> **ТЕКСТ ДЛЯ ЧТЕНИЯ**
──────────────────────────────

1481.
Булгакову чужд пафос отрицания, он видит себя наследующим русской литературе XIX века. И тем не менее уже в «Белой гвардии», созданной по отзыву современника, в традициях «Войны и мира»1482, классический литературный стиль XIX века, сохраняя узнаваемые черты старого доброго семейного романа, преображается под пером писателя, вбирая в себя и элементы сказа, и фрагментами – ритмизованную прозу.
Ведь и у классика русской литературы, писателя с огромными фразовыми периодами и тончайшими психологическими описаниями душевных движений, Л. Толстого, можно встретить поразительные, вполне модернистские метафоры, казалось бы, могущие появиться лишь в литературе ХX века. «Он вошел в <…> море луга» или: «улыбка, которая как бы летала вокруг лица», «кисейный занавес косого дождя», «прозрачные звуки копыт», «полк встрепенулся, как оправляющаяся птица» и др.1483.
Это означает, что поэтика будущих модернистов вызревала исподволь – точно так же, как новаторская поэтика Булгакова рождалась внутри традиционной литературной системы.
Новаторскую, непривычную рамку «Белой гвардии» задает введение рассказчика в повествование: объективированную романную форму взрывает авторская субъективность. Конституирует роман не описание боев, не констатация «корявого мужичонкова гнева» – все это присутствует в прозе множества беллетристов послереволюционных лет. Нетрадиционность романа связана с прямыми лирическими прорывами автора к читателю («О, елочный дед наш, сверкающий снегом и счастьем!»), с апелляцией к незыблемым ценностям частного бытия.

──────────────────────────────

> **ЗАПИСИ НАБОРА ДАННЫХ**
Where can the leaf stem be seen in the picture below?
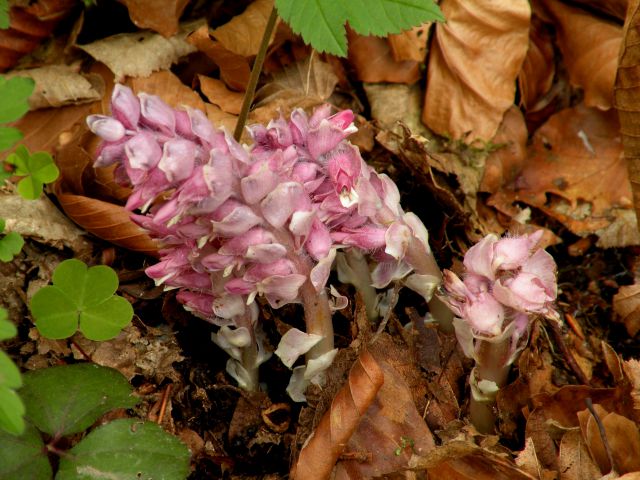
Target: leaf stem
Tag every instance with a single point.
(255, 75)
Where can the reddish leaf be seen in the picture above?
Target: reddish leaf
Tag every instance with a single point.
(322, 450)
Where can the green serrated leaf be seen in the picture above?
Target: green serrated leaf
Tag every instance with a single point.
(8, 137)
(4, 14)
(24, 456)
(83, 298)
(11, 412)
(7, 329)
(322, 22)
(10, 246)
(70, 398)
(126, 448)
(14, 92)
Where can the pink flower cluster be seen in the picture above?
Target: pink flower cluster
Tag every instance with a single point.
(235, 222)
(506, 281)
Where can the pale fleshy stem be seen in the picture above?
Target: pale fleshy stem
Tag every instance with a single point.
(256, 69)
(250, 352)
(489, 375)
(426, 265)
(317, 317)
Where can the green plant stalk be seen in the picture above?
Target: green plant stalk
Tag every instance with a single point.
(256, 69)
(492, 364)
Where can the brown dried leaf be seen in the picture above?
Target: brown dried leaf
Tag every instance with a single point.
(575, 172)
(322, 450)
(410, 44)
(218, 93)
(622, 435)
(574, 460)
(626, 305)
(243, 33)
(234, 68)
(373, 61)
(585, 41)
(160, 16)
(473, 64)
(502, 165)
(536, 76)
(107, 221)
(168, 86)
(58, 85)
(392, 422)
(142, 53)
(463, 460)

──────────────────────────────

> **ЗАДАНИЕ 1**
Ответьте на вопросы по тексту о прозе Булгакова.
(a) В традициях какого романа, по отзыву современника, создана «Белая гвардия»?
(b) С чем Толстой сравнивает встрепенувшийся полк?
(c) Чем задается новаторская рамка «Белой гвардии»?
> **ЗАДАНИЕ 2**
Продолжите текст о прозе Булгакова, начав сразу после его последнего предложения.
Эти записи взяты из другого источника.

> **ПРАВИЛЬНЫЙ ОТВЕТ 1**
(a) В традициях «Войны и мира».
(b) С оправляющейся птицей.
(c) Введением рассказчика в повествование.

> **ПРАВИЛЬНЫЙ ОТВЕТ 2**
Булгаков опирается на образцы большой русской литературы XIX века. Безусловно, отзывается здесь и голос Пушкина в «Евгении Онегине», который, то и дело отвлекаясь от повествования о герое и его приключениях, делится собственными своими мыслями, эмоциями, воспоминаниями, и гоголевский пафос лирических отступлений, казалось бы, неожиданный и неуместный в прозаическом сочинении, повествующем о совсем не возвышенных российских жителях.
Пушкин, размышляя о своей судьбе, судьбе поэта в России, пишет роман в стихах, важнейшим конструктивным элементом которого становятся лирические отступления. Гоголь сочиняет прозаическую поэму, где также важнейшим элементом являются его лирические обращения к читателю, рвущие ткань повествовательного нарратива. Булгаков идет за своими учителями и в иное историческое время, осмысляя «жизнь и судьбу», создает небывалую форму романа, выходя к иной, персоналистической точке зрения. Интеллектуальная свобода творческой работы становится первопричиной обновления литературной формы.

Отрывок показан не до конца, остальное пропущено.